> _STATED EXERCISE 1_
What daily volume of crude had the Omsk plant been processing, according to the article on Ukraine's strike campaign?
> _STATED EXERCISE 2_
Please summarize the article on Ukraine's strike campaign in two sentences.
> _STATED EXERCISE 3_
In one or two sentences, explain the cause the article on Ukraine's strike campaign gives for the Kremlin suspending diesel exports.

> _DOCUMENT EXTRACT_
Ukraine has unleashed its most punishing long-range strike campaign of the war, hitting 21 vessels and a string of Russia's most important energy facilities over just 72 hours and forcing the Kremlin to suspend diesel exports as fuel shortages spread across the country. Commander Robert "Magyar" Brovdi, who leads Ukraine's drone forces, said the offensive had reached "industrial scale."

The targets included 19 oil tankers, a cargo ship and a ferry, many of them part of the so-called shadow fleet Russia uses to move fuel to occupied Crimea and skirt Western sanctions. Nine of the vessels were struck in the Sea of Azov on Wednesday alone. The campaign extended deep into Russian territory: drones hit the Omsk refinery — the country's largest, sitting roughly 1,700 miles from Ukrainian-held ground — which halted oil processing after the attack. The Saratov refinery was also struck, killing one person, and facilities in Tatarstan and Bashkortostan were targeted, along with the Borisoglebsk military airfield in the Voronezh region.

The damage has translated into visible pain at home for ordinary Russians. Moscow announced a temporary ban on diesel exports through July 31, and long lines formed at gas stations as some regions imposed limits on how much fuel drivers could buy. The Omsk plant alone had been processing about 460,000 barrels of crude a day. Even Kremlin-aligned voices conceded the strain: RT editor-in-chief Margarita Simonyan told Russians "there is no petrol" and urged them to "endure it now."

> _GIVEN MATERIAL_
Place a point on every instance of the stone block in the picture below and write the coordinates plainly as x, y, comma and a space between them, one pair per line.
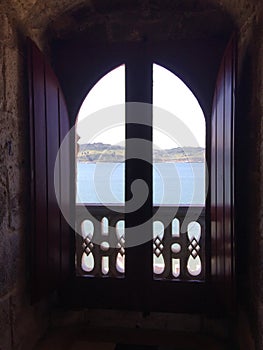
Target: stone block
5, 325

> _WRITTEN ANSWER 1_
About 460,000 barrels of crude a day.

> _WRITTEN ANSWER 2_
Over 72 hours, Ukraine struck 21 vessels, many of them shadow-fleet tankers, and key Russian energy sites, including the Omsk and Saratov refineries. The damage forced Moscow to ban diesel exports through July 31, and some regions limited fuel purchases as long lines formed at gas stations.

> _WRITTEN ANSWER 3_
Ukraine's strikes on vessels and major Russian energy facilities caused fuel shortages to spread across the country, forcing the Kremlin to suspend diesel exports.